# Text provided start

Closed norbertsk9 closed 3 years ago
Hi, I have the same error. Some time ago, I used script from here: https://github.com/curiousily/Deep-Learning-For-Hackers/blob/master/15.object-detection.ipynb
Now, when I run it, same as yours error appears. I can see that most of the packages are upgraded. I am trying to downgrade some components, but so far no success.
I have the same problem.
I am having the same problem. Has anyone figured out what might be causing this?
No. Problem still exists. I am using tensorflow==2.3.0 and keras==2.4.3.
I am using Keras 2.4.3 and Tensorflow 2.3.0 as well....
But I have noticed that I have a paperspace gpu server that runs this code just fine. It is running Tensorflow 1.14.0 and keras version 2.3.1
I have tried downgrading my tensorflow to 1.14.0 and keras to 2.3.1 but I get a different set of errors then. I will post what they are here in a few minutes. Once I recreate it again lol.
So I just did the following
pip uninstall keras-resnet pip uninstall keras-retinanet pip uninstall Keras-Preprocessing pip uninstall Keras-Applications pip uninstall tensorflow pip uninstall tensorflow-gpu
Then pip install tensorflow==1.14.0 pip install tensorflow-gpu==1.14.0
Then I reran this code pip install numpy --user pip install . --user python setup.py build_ext --inplace
And reran my model. I got an error saying keras retinanet requires at least tensorflow 2.2 witch shocks me since I have it running on a paperspace gpu server with tensorflow 1.14.0
But anyways I then did pip uninstall tensorflow and pip uninstall tensorflow-gpu and install tensorflow==2.2 and pip install tensorflow-gpu==2.2
I then tried to run the model again and got this new error "UboundLocalError: local variable 'retval_' reference before assignment"

# Text provided end

• Instructions:
1. Summarize the forum thread in two sentences.
2. Reproduce the records from the line containing "If you could point to the ground" through the end of the records, with both of those lines included.
The forum thread and the records placed after it have nothing to do with each other.

# Provided data start

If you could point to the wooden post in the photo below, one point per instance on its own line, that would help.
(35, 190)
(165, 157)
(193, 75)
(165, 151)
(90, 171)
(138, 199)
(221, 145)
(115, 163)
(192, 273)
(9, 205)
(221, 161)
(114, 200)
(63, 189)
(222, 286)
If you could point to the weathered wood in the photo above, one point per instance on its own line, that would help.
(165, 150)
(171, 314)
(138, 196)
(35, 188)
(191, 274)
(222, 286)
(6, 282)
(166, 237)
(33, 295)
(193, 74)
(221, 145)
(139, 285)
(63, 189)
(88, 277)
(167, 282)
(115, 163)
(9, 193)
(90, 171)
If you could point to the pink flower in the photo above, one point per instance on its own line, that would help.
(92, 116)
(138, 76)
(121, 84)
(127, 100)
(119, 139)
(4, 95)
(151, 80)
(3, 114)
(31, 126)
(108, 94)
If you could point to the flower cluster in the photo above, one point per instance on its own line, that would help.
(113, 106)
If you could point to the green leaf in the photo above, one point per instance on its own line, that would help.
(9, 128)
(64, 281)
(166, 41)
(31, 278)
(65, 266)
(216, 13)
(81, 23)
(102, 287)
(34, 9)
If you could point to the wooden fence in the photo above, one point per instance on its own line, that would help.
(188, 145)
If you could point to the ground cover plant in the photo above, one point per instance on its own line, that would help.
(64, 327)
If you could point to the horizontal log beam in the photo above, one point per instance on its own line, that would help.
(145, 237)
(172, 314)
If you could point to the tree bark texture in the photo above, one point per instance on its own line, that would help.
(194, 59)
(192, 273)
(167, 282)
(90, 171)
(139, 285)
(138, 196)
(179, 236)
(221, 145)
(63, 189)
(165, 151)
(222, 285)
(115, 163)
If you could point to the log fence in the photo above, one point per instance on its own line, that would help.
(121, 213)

# Provided data end

• Correct answers:
1. Several users report the same error, and two of them are running TensorFlow 2.3.0 with Keras 2.4.3, while one notes that the code runs fine on a Paperspace GPU server with TensorFlow 1.14.0 and Keras 2.3.1. That user uninstalled the packages and installed TensorFlow 1.14.0, then received an error that keras-retinanet requires at least TensorFlow 2.2, and after installing version 2.2 got a new error stating that the local variable 'retval_' was referenced before assignment.

2.
If you could point to the ground cover plant in the photo above, one point per instance on its own line, that would help.
(64, 327)
If you could point to the horizontal log beam in the photo above, one point per instance on its own line, that would help.
(145, 237)
(172, 314)
If you could point to the tree bark texture in the photo above, one point per instance on its own line, that would help.
(194, 59)
(192, 273)
(167, 282)
(90, 171)
(139, 285)
(138, 196)
(179, 236)
(221, 145)
(63, 189)
(165, 151)
(222, 285)
(115, 163)
If you could point to the log fence in the photo above, one point per instance on its own line, that would help.
(121, 213)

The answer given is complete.